• **RECORDED DATA**
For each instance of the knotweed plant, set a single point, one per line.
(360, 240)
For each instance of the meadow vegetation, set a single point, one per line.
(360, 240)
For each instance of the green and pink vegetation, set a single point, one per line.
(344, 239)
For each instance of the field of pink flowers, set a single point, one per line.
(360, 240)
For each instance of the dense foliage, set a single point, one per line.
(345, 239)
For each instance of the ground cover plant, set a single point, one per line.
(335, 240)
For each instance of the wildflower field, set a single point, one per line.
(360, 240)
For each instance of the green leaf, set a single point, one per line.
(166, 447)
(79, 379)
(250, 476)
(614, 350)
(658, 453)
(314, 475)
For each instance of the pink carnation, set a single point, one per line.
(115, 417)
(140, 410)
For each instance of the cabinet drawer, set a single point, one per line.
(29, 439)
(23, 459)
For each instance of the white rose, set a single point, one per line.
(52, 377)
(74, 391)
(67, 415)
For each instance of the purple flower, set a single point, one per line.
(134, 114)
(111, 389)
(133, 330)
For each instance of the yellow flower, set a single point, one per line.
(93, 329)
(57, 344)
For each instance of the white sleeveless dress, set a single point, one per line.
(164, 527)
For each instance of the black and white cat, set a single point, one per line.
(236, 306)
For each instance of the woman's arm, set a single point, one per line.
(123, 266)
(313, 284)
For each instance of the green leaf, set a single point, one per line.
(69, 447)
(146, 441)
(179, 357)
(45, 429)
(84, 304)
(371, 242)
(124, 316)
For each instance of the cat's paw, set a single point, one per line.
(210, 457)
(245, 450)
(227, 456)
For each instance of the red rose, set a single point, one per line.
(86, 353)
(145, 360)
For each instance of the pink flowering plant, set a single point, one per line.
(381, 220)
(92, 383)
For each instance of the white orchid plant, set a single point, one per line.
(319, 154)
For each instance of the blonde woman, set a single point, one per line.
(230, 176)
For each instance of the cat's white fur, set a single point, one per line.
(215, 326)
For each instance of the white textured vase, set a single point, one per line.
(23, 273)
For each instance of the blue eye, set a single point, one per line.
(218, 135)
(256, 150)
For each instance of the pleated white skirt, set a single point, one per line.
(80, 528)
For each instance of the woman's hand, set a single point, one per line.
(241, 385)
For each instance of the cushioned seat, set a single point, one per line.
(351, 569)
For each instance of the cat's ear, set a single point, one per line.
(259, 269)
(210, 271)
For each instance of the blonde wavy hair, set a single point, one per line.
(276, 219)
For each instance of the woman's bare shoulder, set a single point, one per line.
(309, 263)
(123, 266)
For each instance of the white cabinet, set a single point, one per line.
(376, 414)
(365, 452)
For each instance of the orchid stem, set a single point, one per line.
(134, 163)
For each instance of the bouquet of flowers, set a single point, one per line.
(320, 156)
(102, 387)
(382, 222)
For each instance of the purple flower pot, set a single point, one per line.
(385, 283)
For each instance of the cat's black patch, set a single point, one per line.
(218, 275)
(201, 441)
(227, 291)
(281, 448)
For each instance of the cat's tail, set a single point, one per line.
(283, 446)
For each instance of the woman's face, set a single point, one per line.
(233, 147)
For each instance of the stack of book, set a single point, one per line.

• **WHAT YOU ARE ASKED TO DO**
Set down the whole listing again, exactly as it was given.

• **ANSWER SECTION**
For each instance of the knotweed plant, set a single point, one per line.
(360, 240)
For each instance of the meadow vegetation, set a single point, one per line.
(360, 240)
For each instance of the green and pink vegetation, set a single point, one per line.
(344, 239)
For each instance of the field of pink flowers, set a single point, one per line.
(360, 240)
For each instance of the dense foliage, set a single point, one per line.
(345, 239)
For each instance of the ground cover plant, set a single point, one per line.
(335, 240)
For each instance of the wildflower field, set a single point, one per line.
(360, 240)
For each instance of the green leaf, set a single point, one per line.
(166, 447)
(79, 379)
(250, 476)
(614, 350)
(658, 453)
(314, 475)
For each instance of the pink carnation, set a single point, one per line.
(115, 417)
(140, 410)
For each instance of the cabinet drawer, set a single point, one per line.
(29, 439)
(23, 459)
For each instance of the white rose, set a single point, one per line.
(52, 377)
(74, 391)
(67, 415)
For each instance of the purple flower, set a single point, one per line.
(134, 114)
(111, 389)
(133, 330)
For each instance of the yellow flower, set a single point, one per line.
(93, 329)
(57, 344)
For each instance of the white sleeveless dress, set a single point, one per line.
(164, 527)
For each instance of the black and white cat, set a single point, one per line.
(236, 306)
For each instance of the woman's arm, set a single point, one per line.
(123, 266)
(313, 284)
For each instance of the green leaf, set a single point, one per line.
(69, 447)
(146, 441)
(179, 357)
(45, 429)
(84, 304)
(371, 242)
(124, 316)
For each instance of the cat's paw, set a single point, one per line.
(210, 457)
(245, 450)
(227, 456)
For each instance of the red rose, set a single point, one per line.
(86, 353)
(145, 360)
For each instance of the pink flowering plant, set a single point, one per line.
(381, 220)
(92, 383)
For each instance of the white orchid plant, set a single point, one per line.
(319, 154)
For each instance of the blonde woman, set a single point, one per line.
(230, 176)
For each instance of the cat's white fur, set a single point, one per line.
(215, 326)
For each instance of the white textured vase, set a single point, one per line.
(23, 273)
For each instance of the blue eye, set a single point, one per line.
(218, 135)
(256, 150)
For each instance of the pleated white skirt, set a single point, one per line.
(80, 528)
For each instance of the woman's hand, set a single point, one per line.
(241, 385)
For each instance of the cushioned seat, set a single point, one per line.
(351, 569)
For each instance of the cat's ear, set a single point, one per line.
(259, 269)
(210, 271)
For each instance of the blonde wavy hair, set a single point, one per line.
(276, 219)
For each instance of the woman's bare shoulder, set a single point, one per line.
(309, 263)
(123, 266)
For each instance of the white cabinet, set a single point, one per line.
(376, 414)
(365, 452)
For each instance of the orchid stem, set a single point, one per line.
(134, 163)
For each instance of the bouquet of flowers, set a single point, one per line.
(320, 156)
(102, 387)
(382, 222)
For each instance of the purple flower pot, set a single point, one per line.
(385, 283)
For each instance of the cat's black patch, set a single point, one per line.
(218, 275)
(201, 441)
(227, 291)
(281, 448)
For each instance of the cat's tail, set a single point, one per line.
(283, 446)
For each instance of the woman's face, set a single point, one per line.
(233, 147)
For each instance of the stack of book, set a single point, one per line.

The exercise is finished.